* _TASKS_:
1 > In the forum thread about nudity in art, why did two classmates sit out the life drawing session with a model?
2 > Extract every line of the records that contains the word "distant".

I just think they do a bit too much censoring down in Happy Valley for my taste, even if their program is good.
:iconalienation:
Eh, these are the people who still think the God-given human body is somehow of the Devil. Or something. I never figured that one out.

Seriously.

I can see the naked art deal, though. In essence, I'd guess it's like staring at a drawing or a painting or an artistic photograph - you're looking art, not flesh. I wouldn't know; I can't draw for the life of me. I can see the beauty of naked models without getting all hot and bothered, though.

--
AlieNation
______________________________ _
For small creatures such as we the vastness is bearable only through love.
Carl Sagan

inner illusions
:iconmrgid:
When I was getting to the end of one of my drawing classes, the teacher brought in a model (my first "Life Drawing", I was very excited, XD) , and I remember two classmates who sat out because they thought it was wrong/awkward to look at someone else naked. My best friend was in the class, and we both agreed that they were missing out on something awesome.

And I'll admit, I did feel a little tickled when I came across one of the models from a later class in his workplace. Mostly because he had no idea who I was, and I definitely remembered him. Funny how drawing the same person does that. XD
:iconxlade:
Art, changing the way you look at stuff. Like nakedness and race. People still make such a big deal about race. All I want to do is try and paint them.

I'm no good at being clear.

--
Didn't your mother ever tell you that it's not polite to bleed all over someone else's floor?

* _THE DATA_:
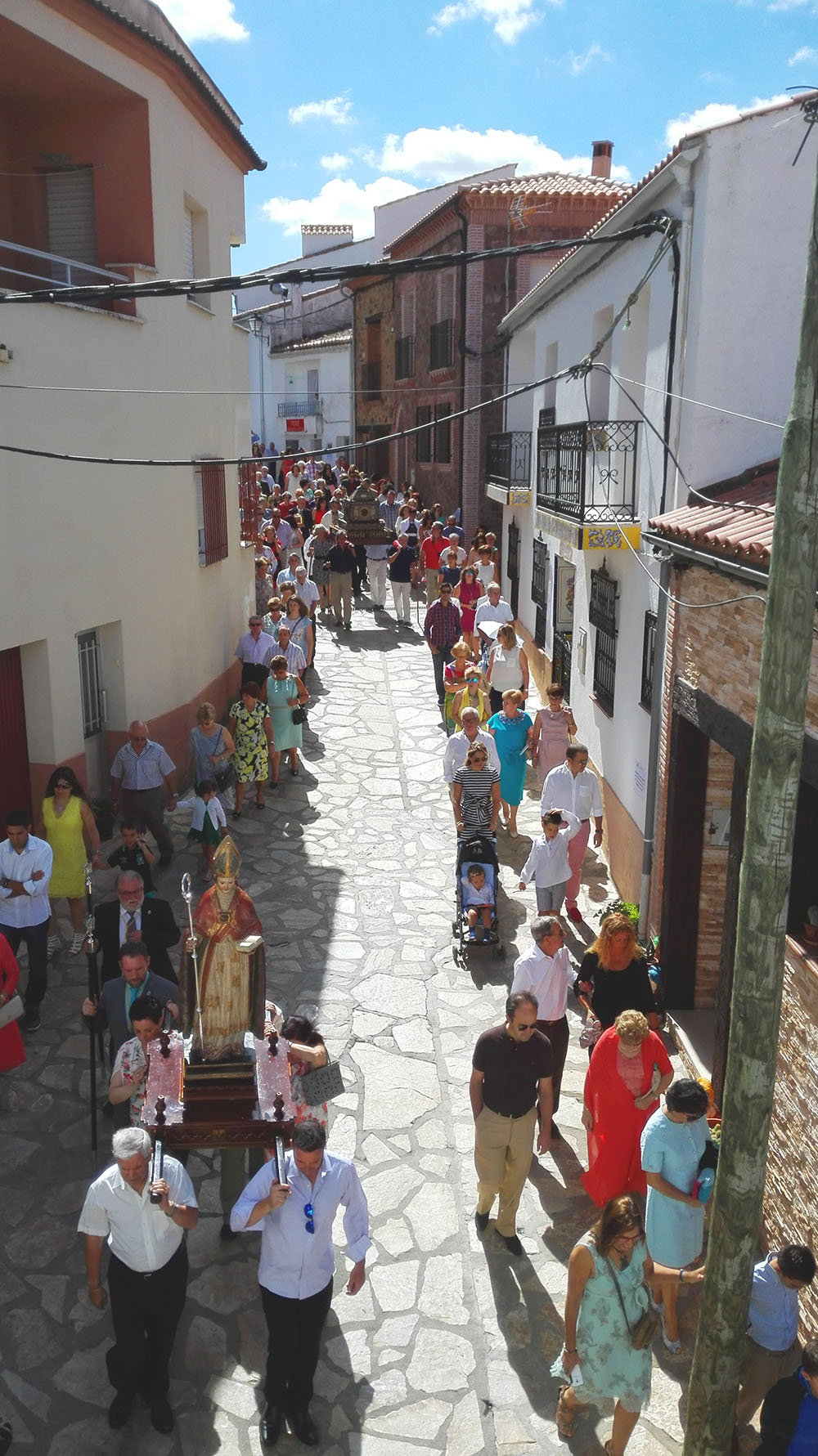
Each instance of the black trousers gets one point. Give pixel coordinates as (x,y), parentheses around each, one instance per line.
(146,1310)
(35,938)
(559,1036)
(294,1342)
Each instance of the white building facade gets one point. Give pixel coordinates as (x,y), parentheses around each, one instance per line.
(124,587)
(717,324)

...

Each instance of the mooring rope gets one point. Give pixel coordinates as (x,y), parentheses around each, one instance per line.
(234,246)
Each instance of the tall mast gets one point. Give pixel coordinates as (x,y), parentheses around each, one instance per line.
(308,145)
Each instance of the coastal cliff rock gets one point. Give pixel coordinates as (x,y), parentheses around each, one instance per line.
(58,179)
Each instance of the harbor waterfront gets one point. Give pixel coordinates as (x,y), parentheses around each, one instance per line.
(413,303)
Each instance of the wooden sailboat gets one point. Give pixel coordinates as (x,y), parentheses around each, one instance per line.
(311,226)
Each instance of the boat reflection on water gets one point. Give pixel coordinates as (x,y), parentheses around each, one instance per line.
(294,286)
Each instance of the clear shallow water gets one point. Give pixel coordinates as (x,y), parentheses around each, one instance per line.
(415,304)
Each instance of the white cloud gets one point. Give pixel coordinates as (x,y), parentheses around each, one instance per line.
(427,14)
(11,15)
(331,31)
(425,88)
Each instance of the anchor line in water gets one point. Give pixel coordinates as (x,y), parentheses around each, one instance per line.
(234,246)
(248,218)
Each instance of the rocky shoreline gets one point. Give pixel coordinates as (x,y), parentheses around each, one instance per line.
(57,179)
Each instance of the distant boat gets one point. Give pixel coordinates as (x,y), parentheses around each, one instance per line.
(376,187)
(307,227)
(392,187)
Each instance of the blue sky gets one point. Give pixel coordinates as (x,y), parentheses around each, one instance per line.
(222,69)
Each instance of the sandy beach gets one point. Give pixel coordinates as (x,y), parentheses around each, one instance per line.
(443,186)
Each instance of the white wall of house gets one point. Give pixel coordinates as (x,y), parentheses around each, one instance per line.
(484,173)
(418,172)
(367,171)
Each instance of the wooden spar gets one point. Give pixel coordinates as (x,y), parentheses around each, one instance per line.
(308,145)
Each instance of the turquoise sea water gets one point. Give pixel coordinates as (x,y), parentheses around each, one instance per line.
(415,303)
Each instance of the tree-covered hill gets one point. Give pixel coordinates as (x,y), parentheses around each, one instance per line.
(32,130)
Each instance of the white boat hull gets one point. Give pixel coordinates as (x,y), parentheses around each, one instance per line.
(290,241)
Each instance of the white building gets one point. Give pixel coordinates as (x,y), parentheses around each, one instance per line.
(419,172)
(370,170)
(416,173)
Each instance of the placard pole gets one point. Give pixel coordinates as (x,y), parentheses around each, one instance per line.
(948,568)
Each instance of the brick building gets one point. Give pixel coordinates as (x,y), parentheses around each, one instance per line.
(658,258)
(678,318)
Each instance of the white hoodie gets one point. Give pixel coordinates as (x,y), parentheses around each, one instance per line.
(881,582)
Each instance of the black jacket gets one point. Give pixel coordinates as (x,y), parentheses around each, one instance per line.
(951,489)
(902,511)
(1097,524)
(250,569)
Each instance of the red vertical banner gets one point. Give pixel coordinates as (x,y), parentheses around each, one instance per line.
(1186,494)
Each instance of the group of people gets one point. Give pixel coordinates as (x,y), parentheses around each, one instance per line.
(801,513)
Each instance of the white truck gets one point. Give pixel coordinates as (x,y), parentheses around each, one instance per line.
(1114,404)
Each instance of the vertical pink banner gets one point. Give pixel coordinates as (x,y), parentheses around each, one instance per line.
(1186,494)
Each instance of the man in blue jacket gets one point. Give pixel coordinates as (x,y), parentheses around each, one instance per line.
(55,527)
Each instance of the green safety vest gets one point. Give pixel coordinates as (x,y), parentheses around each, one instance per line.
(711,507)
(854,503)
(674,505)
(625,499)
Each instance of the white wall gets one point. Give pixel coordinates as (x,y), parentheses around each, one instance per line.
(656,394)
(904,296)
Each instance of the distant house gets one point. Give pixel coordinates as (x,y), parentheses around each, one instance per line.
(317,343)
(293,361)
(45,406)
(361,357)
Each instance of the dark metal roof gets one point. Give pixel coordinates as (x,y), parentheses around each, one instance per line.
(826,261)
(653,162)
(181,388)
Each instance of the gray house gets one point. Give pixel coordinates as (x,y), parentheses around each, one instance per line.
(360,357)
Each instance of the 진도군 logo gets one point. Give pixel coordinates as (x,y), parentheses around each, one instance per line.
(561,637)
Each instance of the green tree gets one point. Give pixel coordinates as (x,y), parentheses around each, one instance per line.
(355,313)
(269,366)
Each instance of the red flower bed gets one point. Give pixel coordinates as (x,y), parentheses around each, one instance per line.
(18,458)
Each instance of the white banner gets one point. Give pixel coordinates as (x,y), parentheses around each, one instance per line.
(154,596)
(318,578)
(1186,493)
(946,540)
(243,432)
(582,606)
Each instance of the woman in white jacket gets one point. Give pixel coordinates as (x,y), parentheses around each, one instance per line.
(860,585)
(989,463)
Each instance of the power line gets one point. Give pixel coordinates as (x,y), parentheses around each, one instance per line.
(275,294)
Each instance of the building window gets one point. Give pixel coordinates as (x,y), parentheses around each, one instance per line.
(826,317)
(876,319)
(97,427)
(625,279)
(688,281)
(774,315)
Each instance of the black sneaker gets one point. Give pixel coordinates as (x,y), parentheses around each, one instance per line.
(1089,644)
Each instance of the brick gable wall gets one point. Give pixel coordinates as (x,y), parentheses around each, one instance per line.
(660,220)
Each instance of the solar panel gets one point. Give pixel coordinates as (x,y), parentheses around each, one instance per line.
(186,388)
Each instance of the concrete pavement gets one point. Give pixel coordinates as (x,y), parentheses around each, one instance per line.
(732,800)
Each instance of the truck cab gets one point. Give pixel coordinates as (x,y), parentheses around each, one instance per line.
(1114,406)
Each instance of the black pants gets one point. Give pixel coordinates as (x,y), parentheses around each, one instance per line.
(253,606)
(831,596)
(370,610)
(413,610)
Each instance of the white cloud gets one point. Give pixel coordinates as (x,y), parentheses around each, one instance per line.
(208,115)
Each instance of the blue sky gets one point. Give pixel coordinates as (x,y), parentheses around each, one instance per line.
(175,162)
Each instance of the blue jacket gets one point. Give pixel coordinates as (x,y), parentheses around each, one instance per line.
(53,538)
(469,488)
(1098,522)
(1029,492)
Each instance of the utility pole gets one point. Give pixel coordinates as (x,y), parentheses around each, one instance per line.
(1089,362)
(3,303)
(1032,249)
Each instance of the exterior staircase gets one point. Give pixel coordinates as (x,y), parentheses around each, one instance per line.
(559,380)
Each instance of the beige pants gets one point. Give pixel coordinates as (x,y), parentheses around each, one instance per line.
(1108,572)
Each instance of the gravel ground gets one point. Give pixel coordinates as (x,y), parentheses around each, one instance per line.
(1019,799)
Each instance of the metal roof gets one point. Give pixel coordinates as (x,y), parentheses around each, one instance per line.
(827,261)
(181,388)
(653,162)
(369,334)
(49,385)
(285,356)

--

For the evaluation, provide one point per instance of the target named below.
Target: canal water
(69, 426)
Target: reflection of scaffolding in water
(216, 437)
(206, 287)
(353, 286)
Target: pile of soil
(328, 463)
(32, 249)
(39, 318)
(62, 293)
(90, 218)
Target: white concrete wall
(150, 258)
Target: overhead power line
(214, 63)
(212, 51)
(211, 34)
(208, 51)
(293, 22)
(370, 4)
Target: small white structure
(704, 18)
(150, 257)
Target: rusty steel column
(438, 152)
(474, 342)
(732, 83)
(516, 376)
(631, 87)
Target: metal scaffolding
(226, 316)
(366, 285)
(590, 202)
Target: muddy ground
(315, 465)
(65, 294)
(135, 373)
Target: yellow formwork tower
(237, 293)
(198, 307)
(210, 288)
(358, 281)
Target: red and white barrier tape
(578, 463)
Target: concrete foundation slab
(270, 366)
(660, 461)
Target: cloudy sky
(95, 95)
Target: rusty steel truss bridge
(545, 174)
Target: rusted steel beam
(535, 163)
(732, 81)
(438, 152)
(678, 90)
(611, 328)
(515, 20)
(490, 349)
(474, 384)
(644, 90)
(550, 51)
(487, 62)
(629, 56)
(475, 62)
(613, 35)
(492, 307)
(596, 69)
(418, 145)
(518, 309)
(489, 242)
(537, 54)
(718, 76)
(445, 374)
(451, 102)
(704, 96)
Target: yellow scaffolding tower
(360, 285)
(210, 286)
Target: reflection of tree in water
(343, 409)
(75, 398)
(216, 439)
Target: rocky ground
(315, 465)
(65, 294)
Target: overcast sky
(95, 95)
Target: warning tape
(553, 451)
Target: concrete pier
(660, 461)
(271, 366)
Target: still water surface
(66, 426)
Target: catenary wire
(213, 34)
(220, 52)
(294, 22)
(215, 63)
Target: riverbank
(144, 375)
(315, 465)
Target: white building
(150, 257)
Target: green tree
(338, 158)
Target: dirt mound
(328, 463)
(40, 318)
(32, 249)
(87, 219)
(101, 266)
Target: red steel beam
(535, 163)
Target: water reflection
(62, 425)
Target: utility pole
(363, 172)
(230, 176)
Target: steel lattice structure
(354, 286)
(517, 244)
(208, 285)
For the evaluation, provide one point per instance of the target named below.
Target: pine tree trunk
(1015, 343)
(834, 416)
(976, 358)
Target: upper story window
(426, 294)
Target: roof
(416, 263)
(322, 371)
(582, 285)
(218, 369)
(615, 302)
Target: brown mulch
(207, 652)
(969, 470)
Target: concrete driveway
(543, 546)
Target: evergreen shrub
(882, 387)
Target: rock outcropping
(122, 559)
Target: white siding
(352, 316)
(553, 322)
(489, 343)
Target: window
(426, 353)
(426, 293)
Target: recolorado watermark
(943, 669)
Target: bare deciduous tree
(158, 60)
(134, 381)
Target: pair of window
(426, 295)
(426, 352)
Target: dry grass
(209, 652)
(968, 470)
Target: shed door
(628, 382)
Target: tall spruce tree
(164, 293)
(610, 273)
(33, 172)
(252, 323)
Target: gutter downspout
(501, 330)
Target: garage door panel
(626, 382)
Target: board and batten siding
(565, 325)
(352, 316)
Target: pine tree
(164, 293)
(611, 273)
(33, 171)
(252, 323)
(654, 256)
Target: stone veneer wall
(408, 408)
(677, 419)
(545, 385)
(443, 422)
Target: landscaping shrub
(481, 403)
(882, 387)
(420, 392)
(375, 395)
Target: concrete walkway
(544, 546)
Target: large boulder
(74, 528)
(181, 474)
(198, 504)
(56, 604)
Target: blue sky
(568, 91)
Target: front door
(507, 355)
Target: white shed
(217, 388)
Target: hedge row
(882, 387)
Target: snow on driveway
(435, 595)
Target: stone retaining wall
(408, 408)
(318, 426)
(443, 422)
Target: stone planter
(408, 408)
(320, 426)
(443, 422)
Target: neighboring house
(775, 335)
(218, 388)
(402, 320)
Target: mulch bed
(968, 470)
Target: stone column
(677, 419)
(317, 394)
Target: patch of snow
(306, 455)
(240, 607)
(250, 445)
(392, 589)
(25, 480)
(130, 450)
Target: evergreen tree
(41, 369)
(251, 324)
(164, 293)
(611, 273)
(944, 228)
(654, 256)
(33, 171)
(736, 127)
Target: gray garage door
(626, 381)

* _WORKED ANSWERS_:
1 > They thought it was wrong or awkward to look at someone else naked.

2 >
Each instance of the distant boat gets one point. Give pixel coordinates as (x,y), parentheses around each, one instance per line.
Each instance of the distant house gets one point. Give pixel coordinates as (x,y), parentheses around each, one instance per line.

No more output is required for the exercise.